◆ READING TEXT ◆
☆ ☆ ☆ ☆ ☆ ☆ ☆

CHARACTERISTICS OF THE ELIGIBLE SAMPLE

The total size of the eligible sample was 2901. Sample characteristics are given in Table 1. Approximately 51% were male and 49% female. Most of the sample were non-Hispanic white (61.9%), followed by non-Hispanic black (14.8%), Mexican American (12.2%), and other races/ethnicities (11.1%). Respondents reported the highest mean number of DSM-IV symptoms for MDD (4.93), followed by ADHD (3.94), GAD (2.86), conduct disorder (1.34), and panic disorder (0.29).

Table 1
Secondhand Smoke Exposure Variables and DSM-IV Symptoms Among 2901 Children and Adolescents in the 2001 to 2004 NHANESa

ASSOCIATIONS BETWEEN SHS EXPOSURE AND DSM-IV SYMPTOMS

Associations between biologically confirmed SHS exposure and DSM-IV symptoms are given in Table 2. In all models, serum cotinine level was positively associated with symptoms of MDD, GAD, ADHD, and conduct disorder, while it was unassociated with symptoms of panic disorder. After adjusting for all covariates (model 3), serum cotinine level was most strongly associated with ADHD symptoms (b=.40), such that a 1-U increase in serum cotinine level (log transformed) translates into a 0.40 increase in ADHD symptoms. There was a slightly smaller, although still significant, association of serum cotinine level with symptoms of MDD (b=.22), conduct disorder (b=.18), and GAD (b=.16).

☆ ☆ ☆ ☆ ☆ ☆ ☆

◆ TASKS AND EXERCISES ◆
1. Repeat word for word the part of the secondhand smoke passage starting with "CHARACTERISTICS OF THE" and going on through "panic disorder (0.29).".
2. Answer these questions using the secondhand smoke passage.
(a) What was the total size of the eligible sample?
(b) Symptoms of which disorder were unassociated with serum cotinine level?
(c) After adjusting for all covariates, what was the coefficient for the association of serum cotinine level with conduct disorder symptoms?
The entries come from a separate source unrelated to the secondhand smoke passage.

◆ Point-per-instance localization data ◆
☆ ☆ ☆ ☆ ☆ ☆ ☆

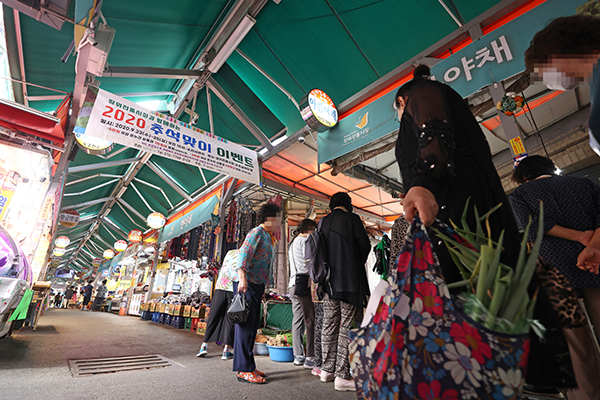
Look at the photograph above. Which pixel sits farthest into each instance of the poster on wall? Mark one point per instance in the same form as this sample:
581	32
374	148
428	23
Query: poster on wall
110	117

☆ ☆ ☆ ☆ ☆ ☆ ☆

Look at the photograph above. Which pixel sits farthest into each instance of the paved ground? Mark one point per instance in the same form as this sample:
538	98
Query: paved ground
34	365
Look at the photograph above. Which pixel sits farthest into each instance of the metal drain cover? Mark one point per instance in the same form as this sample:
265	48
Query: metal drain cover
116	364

☆ ☆ ☆ ☆ ☆ ☆ ☆

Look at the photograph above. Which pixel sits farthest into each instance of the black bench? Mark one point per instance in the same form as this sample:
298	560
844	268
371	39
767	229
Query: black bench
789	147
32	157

☆ ☆ ☆ ☆ ☆ ☆ ☆

◆ ANSWERS FOR THE TASKS ◆
1.
CHARACTERISTICS OF THE ELIGIBLE SAMPLE

The total size of the eligible sample was 2901. Sample characteristics are given in Table 1. Approximately 51% were male and 49% female. Most of the sample were non-Hispanic white (61.9%), followed by non-Hispanic black (14.8%), Mexican American (12.2%), and other races/ethnicities (11.1%). Respondents reported the highest mean number of DSM-IV symptoms for MDD (4.93), followed by ADHD (3.94), GAD (2.86), conduct disorder (1.34), and panic disorder (0.29).

2.
(a) 2901
(b) Panic disorder
(c) b=.18